Provided entries START

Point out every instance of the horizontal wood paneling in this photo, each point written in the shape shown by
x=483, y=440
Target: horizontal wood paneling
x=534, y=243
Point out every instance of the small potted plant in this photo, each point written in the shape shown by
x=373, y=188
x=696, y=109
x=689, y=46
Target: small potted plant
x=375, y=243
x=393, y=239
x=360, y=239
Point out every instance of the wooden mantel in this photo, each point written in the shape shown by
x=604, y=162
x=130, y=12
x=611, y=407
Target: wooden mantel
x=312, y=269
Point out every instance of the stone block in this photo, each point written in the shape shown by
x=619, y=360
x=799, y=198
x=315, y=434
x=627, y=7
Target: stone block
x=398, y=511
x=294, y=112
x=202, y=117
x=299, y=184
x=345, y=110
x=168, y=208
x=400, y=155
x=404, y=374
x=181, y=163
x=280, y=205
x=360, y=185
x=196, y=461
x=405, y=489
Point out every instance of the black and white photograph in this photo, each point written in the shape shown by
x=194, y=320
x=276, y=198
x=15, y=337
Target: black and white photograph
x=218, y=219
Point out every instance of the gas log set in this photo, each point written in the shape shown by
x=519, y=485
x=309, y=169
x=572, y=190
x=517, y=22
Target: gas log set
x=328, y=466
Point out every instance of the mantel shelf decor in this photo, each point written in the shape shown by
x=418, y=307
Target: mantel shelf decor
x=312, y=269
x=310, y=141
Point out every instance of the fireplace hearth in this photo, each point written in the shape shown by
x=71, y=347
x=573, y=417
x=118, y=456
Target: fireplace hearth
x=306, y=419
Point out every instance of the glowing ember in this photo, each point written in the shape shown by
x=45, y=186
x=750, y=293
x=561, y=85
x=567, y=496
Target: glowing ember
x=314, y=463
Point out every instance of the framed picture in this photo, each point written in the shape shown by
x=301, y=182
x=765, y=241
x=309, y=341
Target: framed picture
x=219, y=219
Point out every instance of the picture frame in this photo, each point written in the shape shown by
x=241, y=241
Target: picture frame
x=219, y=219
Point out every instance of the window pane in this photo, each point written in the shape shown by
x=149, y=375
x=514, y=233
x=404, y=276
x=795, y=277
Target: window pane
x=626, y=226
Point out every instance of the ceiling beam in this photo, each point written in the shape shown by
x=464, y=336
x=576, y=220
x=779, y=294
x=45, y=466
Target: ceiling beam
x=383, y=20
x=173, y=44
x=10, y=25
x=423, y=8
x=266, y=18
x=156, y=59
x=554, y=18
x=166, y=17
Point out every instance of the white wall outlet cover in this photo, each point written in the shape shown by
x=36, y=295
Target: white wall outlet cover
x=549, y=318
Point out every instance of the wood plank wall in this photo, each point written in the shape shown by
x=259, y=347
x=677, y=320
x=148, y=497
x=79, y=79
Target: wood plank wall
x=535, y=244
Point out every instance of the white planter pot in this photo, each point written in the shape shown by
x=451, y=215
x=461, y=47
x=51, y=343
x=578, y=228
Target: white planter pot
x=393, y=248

Provided entries END

__Assignment__
The required result is an exact repeat of the records above from the line containing "x=45, y=466" to their final line.

__Your solution__
x=45, y=466
Target: ceiling beam
x=383, y=20
x=173, y=44
x=10, y=25
x=423, y=8
x=266, y=18
x=156, y=59
x=554, y=18
x=166, y=17
Point out every instance of the white wall outlet cover in this photo, each point written in the shape shown by
x=36, y=295
Target: white wall outlet cover
x=549, y=318
Point out every instance of the wood plank wall in this photo, each point written in the shape shown by
x=259, y=347
x=677, y=320
x=148, y=497
x=79, y=79
Target: wood plank wall
x=535, y=244
Point out every instance of the white planter pot in this photo, each point written in the shape shown by
x=451, y=215
x=461, y=47
x=51, y=343
x=578, y=228
Target: white planter pot
x=393, y=248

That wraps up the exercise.